→ **Set exercise 1**: For each statement marked (a), (b), and (c), state whether it agrees with the article below on Spotify's most streamed song, answering yes or no and quoting the deciding words of the article. (a) "Radioactive" by Imagine Dragons held the record before "Wake Me Up." (b) "Wake Me Up" still gets nearly 4 million plays per day. (c) The writer says the complaint is about hating on popular music.

→ **Text section**:
'Wake Me Up' by Avicii Is Spotify's Most Streamed Song Ever, and That Is the Worst
On Thursday, Spotify announced that "Wake Me Up" by Swedish disc jockey Avicii is the song that has been streamed the most times in its short history. That is so very disappointing.
On Thursday, Spotify announced that "Wake Me Up" by Swedish disc jockey Avicii is the song that has been streamed the most times in its short history. That is so very disappointing.
.@Avicii's 'Wake Me Up' hits 200 millions streams. He is now holder of the Streaming World Record on our service. pic.twitter.com/Mymjx5qwB6
— Spotify (@Spotify) February 27, 2014
"Wake Me Up" has now been played more than 200 million times on Spotify. That means there were 200 million instances of a person somewhere in the world deciding to listen to Avicii's country-EDM genre mash-up disaster. (Note: That spike of plays on New Year's Eve means a lot of people are going to have truly terrible 2014s.) Not only is it the most streamed song, but according to Spotify, "Wake Me Up" was also the fastest song to hit 100 million streams, which it did back in September. And TIME reports that "Wake Me Up" is still racking up nearly 4 million plays per week. What? How? Why?
It took the top spot from previous record holder "Radioactive" by Imagine Dragons, which has somewhere around 180 million streams. While not a good song, "Radioactive" is much preferable to "Wake Me Up." Generic alt-rock is easier to tolerate than the radio blight that is Avicii's hit.
Let's be clear: this isn't about hating on "popular" music. This is about there being so many better choices than "Wake Me Up." Literally any of the current top 10 tracks on Spotify (barring, of course, "Hey Brother" on principle) would be make a better Most Streamed Song record holder. Because "Wake Me Up" is a miasma.

→ **Raw records**:
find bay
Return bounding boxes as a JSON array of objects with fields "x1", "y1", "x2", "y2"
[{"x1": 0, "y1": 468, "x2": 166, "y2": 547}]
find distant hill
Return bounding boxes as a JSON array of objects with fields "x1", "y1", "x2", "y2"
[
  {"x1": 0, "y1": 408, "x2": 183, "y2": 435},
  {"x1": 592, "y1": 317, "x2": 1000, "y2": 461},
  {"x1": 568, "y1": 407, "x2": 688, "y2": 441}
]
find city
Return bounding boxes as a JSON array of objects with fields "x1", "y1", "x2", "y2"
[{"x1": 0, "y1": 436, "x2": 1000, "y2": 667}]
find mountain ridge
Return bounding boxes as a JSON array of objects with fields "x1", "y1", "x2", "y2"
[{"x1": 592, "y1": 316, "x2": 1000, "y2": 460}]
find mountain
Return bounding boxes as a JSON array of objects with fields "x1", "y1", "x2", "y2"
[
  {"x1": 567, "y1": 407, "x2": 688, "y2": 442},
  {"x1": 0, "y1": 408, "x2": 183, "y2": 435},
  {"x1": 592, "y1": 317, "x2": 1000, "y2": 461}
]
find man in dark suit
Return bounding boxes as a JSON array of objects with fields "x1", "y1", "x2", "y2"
--
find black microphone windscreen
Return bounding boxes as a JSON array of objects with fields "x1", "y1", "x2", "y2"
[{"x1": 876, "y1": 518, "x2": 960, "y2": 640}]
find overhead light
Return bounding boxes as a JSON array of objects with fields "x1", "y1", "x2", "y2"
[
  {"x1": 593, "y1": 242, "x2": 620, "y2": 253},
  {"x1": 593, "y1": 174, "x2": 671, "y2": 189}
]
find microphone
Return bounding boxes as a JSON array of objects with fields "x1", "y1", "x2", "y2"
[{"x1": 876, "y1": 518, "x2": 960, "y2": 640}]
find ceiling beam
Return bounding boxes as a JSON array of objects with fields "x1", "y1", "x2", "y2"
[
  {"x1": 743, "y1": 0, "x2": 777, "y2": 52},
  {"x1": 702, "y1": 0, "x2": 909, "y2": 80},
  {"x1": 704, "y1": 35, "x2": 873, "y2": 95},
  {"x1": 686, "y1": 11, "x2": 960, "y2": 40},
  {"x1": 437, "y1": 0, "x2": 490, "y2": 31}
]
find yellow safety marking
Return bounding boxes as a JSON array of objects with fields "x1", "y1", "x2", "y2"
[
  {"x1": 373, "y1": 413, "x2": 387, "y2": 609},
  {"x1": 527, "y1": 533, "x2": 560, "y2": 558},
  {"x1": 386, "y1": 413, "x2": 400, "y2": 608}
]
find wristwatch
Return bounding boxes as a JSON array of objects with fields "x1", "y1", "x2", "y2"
--
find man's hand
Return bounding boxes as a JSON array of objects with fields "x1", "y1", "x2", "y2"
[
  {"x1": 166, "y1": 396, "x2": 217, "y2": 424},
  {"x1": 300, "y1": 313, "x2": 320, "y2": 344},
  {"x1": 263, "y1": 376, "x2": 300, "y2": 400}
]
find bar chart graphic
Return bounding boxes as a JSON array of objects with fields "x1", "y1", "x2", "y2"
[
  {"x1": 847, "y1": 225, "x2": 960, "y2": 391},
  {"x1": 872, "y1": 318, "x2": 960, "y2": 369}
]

→ **Set exercise 2**: Gather every line of the records above that contains the word "microphone", taking case into account.

→ **Full output 1**:
(a) Yes: "It took the top spot from previous record holder "Radioactive" by Imagine Dragons"
(b) No: "still racking up nearly 4 million plays per week"
(c) No: "this isn't about hating on "popular" music"

→ **Full output 2**:
find black microphone windscreen
find microphone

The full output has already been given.